## EXERCISE PROMPT
Leave out the pictures. Return every record otherwise untouched.

(Natural language region descriptions)
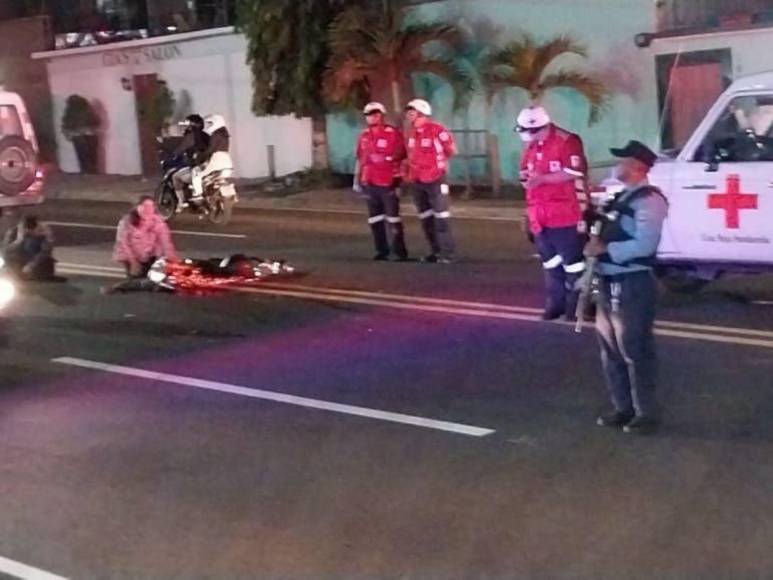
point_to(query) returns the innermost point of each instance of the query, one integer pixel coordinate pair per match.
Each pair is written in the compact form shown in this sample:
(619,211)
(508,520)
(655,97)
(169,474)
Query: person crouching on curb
(141,239)
(625,315)
(430,147)
(380,151)
(28,250)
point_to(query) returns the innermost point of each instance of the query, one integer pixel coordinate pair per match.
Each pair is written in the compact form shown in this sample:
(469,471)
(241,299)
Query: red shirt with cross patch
(555,205)
(380,149)
(430,147)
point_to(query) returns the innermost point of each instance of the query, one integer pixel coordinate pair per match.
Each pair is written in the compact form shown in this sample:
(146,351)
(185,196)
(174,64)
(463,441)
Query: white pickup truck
(21,180)
(720,191)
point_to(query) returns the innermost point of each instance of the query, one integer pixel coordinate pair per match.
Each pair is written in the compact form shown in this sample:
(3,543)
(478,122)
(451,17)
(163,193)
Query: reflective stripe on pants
(383,209)
(433,209)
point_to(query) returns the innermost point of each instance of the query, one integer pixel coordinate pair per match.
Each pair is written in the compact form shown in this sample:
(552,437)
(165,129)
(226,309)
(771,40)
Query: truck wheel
(680,281)
(18,164)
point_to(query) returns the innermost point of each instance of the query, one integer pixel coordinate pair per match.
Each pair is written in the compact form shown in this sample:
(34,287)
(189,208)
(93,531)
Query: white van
(21,179)
(720,190)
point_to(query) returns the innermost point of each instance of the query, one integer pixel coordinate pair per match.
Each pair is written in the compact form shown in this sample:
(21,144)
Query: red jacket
(429,149)
(149,239)
(555,205)
(380,149)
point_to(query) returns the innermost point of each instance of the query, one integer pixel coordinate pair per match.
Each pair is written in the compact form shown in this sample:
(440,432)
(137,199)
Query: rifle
(585,283)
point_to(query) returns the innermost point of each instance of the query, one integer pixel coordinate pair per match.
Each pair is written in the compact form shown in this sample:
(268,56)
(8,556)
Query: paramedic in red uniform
(380,151)
(553,171)
(430,147)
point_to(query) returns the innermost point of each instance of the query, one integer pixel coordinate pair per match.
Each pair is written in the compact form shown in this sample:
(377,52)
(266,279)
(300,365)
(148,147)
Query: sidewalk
(118,188)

## OUTPUT OF THE EXERCISE
point_to(query) returns the innermost point of each instance of the query, one integer pixel coordinate pair per match.
Each pair is written in the compact form shown in this sample:
(619,211)
(508,520)
(655,97)
(169,474)
Query: person crouching on curb
(141,239)
(625,315)
(430,147)
(380,151)
(28,250)
point_to(query) returns the innermost point of each instance of the query, one integer pixel coordinate pair per match.
Each pair is written in the compact form shown in this sample:
(469,471)
(241,299)
Query: red shirt with cross patch
(555,205)
(380,149)
(430,147)
point_to(query) returns the innermost point of each instance of the query, one integer pixel coordinate pair per match.
Each pair is written in the compact form shown in this sample:
(146,351)
(185,196)
(174,64)
(463,441)
Query: white pickup truck
(21,180)
(720,191)
point_to(query) returns the innermost point of each instance of the query, one integer pixel coordinate pair per match.
Each pair is written in the compact form shown in this sample:
(3,543)
(478,122)
(451,17)
(163,193)
Query: reflective stripe on pants
(383,209)
(433,209)
point_to(query) returns the innermost point of each instance of the query, one integer pixel coordinate pair per match.
Each pair is written in the compact form shown in this sample:
(552,437)
(165,129)
(226,309)
(771,40)
Query: truck wheel
(680,281)
(18,164)
point_to(query) returns the innermost point of each instance of the query, one integer pixel coordinate pair per match.
Each pair is written in the compact form shown in this sample:
(34,287)
(189,208)
(93,531)
Query: white van
(21,179)
(720,190)
point_to(query) returns the innermost point of each instance of the query, one integer pixel coordinate pair per match.
Each pair is written in the compact form shown in this sample:
(21,144)
Query: red jacket
(429,149)
(149,239)
(555,205)
(380,149)
point_to(query) returns the innermost point of each instance of the query, one integer pixel coordinate pair per match.
Each pair is written in the compact form shown in this sample:
(440,432)
(137,199)
Query: rifle
(585,283)
point_to(query) returns the innermost point of each instance of the query, one integer pixel coordinate pair per match.
Each pair is written in the compact form shown in this sample:
(268,56)
(8,556)
Query: paramedic in red uniform
(380,151)
(553,171)
(430,147)
point_to(query) returns the innermost point of each instance of the query, one integer pixel coordinate pair per match.
Each pair is written in the compact form shown in this sample:
(377,52)
(266,279)
(300,365)
(148,147)
Query: sidewalk
(118,188)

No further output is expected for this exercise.